*About this exercise:*
List every year named in the passage about the Solomon island that follows.
##### Reading passage #####
ChoiseuI, native name Lauru, is one of the larger islands in the Solomons.
About 150 kilometres from end to end, and narrow, its population live almost
exclusively on the coastal plains. They are a very dark skinned, tough, shrewd and
likeable people. The centre of the island rises to several hundred metres. Part
of the German Empire from 1886 to 1899, it then became a British responsibility
following one of the exchanges of territories common in the late Victorian era. Its
name derives from the French Duke, Foreign Minister of France at the time of the
Seven Years' War, following re-discovery by a French explorer some 200 years
after Mendana first sighted the place in 1568.
##### Given data #####
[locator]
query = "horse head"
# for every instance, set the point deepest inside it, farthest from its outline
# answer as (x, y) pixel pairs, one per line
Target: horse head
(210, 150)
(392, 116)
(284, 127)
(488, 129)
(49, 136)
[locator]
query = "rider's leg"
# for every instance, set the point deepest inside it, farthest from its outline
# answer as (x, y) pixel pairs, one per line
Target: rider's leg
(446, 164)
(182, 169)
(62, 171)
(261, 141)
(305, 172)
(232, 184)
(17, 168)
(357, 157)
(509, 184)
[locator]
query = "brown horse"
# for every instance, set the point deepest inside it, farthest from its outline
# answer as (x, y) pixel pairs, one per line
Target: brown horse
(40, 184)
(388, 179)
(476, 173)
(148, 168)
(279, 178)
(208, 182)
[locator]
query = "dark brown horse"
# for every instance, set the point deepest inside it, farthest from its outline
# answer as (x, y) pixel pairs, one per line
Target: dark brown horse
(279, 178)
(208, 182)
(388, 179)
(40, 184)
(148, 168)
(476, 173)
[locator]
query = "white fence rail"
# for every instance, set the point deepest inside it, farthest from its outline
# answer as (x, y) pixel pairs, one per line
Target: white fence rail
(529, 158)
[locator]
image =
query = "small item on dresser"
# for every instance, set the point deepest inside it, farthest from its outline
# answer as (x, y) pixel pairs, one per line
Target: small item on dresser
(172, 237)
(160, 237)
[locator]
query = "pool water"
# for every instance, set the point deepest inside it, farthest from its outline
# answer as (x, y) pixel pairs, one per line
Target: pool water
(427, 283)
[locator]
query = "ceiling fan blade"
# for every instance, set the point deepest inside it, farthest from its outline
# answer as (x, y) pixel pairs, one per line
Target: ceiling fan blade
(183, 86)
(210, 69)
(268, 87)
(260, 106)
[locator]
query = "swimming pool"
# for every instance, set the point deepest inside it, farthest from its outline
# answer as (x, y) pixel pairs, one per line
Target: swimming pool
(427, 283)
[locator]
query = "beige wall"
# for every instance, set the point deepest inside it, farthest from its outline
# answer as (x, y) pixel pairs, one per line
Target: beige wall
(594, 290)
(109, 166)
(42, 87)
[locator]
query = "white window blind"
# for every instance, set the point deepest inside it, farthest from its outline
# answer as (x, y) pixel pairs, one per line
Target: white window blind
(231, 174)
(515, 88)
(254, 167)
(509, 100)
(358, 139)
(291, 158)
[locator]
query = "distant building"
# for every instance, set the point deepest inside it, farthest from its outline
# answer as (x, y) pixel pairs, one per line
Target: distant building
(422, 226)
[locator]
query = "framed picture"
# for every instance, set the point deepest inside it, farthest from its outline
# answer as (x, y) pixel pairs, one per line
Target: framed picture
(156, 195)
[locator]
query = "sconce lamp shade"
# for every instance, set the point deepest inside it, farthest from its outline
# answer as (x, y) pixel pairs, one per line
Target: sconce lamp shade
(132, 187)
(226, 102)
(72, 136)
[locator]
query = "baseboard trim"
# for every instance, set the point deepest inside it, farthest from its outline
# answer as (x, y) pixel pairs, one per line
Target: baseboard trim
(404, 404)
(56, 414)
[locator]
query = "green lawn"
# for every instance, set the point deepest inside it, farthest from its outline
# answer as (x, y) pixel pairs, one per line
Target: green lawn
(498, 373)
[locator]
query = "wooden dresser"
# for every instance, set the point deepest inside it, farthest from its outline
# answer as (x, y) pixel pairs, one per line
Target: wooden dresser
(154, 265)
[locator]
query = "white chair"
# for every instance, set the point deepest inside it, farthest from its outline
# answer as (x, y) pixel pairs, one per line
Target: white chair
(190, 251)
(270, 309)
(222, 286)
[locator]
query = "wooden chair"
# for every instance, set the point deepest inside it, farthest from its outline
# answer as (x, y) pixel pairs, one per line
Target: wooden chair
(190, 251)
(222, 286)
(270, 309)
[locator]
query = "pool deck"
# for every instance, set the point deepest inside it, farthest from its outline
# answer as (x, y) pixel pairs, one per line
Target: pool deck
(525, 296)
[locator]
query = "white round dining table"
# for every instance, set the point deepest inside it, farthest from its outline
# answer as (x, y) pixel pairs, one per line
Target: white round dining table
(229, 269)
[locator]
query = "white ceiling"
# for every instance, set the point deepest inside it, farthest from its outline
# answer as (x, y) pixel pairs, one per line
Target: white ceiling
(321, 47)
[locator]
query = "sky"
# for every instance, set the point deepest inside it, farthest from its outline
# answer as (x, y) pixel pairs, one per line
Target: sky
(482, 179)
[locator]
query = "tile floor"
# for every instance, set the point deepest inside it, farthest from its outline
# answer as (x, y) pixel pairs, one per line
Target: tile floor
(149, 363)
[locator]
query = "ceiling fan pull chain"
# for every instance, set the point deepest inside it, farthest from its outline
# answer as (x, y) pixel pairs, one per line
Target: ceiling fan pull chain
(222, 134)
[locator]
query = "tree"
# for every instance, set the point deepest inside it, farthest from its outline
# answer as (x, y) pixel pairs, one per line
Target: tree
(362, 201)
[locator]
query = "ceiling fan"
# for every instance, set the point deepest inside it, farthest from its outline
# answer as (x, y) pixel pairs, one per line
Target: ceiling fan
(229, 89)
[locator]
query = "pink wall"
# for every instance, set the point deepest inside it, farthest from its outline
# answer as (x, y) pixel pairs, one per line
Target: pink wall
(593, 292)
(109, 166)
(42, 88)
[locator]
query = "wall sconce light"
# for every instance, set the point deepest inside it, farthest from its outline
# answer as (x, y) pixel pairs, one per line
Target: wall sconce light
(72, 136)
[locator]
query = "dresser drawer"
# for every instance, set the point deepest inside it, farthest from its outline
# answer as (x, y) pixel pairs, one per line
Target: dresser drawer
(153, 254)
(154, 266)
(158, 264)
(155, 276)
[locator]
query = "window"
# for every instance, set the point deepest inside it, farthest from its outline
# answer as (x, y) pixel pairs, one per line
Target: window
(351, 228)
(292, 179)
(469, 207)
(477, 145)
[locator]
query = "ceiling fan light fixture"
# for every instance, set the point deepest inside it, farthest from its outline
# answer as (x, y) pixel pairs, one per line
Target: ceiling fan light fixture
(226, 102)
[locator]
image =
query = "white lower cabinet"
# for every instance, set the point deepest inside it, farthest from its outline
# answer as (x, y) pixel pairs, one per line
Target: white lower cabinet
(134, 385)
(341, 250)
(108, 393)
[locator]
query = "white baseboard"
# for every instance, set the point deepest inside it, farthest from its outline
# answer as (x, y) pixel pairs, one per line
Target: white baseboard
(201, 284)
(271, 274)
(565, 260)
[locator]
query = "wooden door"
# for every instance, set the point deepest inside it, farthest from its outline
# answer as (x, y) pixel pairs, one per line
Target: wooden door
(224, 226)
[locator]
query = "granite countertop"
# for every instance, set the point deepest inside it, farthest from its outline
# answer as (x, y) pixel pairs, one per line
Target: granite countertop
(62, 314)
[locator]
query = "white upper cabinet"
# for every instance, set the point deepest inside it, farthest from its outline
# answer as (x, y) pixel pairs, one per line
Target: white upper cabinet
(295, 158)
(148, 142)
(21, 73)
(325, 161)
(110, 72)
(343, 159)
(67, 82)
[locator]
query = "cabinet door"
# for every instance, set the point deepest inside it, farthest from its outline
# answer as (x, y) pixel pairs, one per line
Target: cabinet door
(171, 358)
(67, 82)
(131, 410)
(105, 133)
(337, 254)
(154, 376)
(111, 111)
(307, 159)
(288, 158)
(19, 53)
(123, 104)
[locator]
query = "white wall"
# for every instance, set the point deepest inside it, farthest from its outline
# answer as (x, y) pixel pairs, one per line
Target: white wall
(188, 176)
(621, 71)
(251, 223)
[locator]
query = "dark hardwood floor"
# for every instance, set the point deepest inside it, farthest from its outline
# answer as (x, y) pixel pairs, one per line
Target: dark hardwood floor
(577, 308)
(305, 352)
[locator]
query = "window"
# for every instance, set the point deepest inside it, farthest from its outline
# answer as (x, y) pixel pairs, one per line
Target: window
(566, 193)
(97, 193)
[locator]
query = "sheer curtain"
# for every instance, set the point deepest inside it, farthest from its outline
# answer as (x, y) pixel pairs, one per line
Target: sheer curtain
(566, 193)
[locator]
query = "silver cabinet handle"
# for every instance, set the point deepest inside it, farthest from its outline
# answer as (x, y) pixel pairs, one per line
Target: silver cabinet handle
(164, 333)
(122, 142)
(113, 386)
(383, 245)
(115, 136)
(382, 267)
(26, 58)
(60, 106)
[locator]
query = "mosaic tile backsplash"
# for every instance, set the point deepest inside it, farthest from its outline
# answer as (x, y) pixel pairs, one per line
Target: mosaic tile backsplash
#####
*Task response:*
1886, 1899, 1568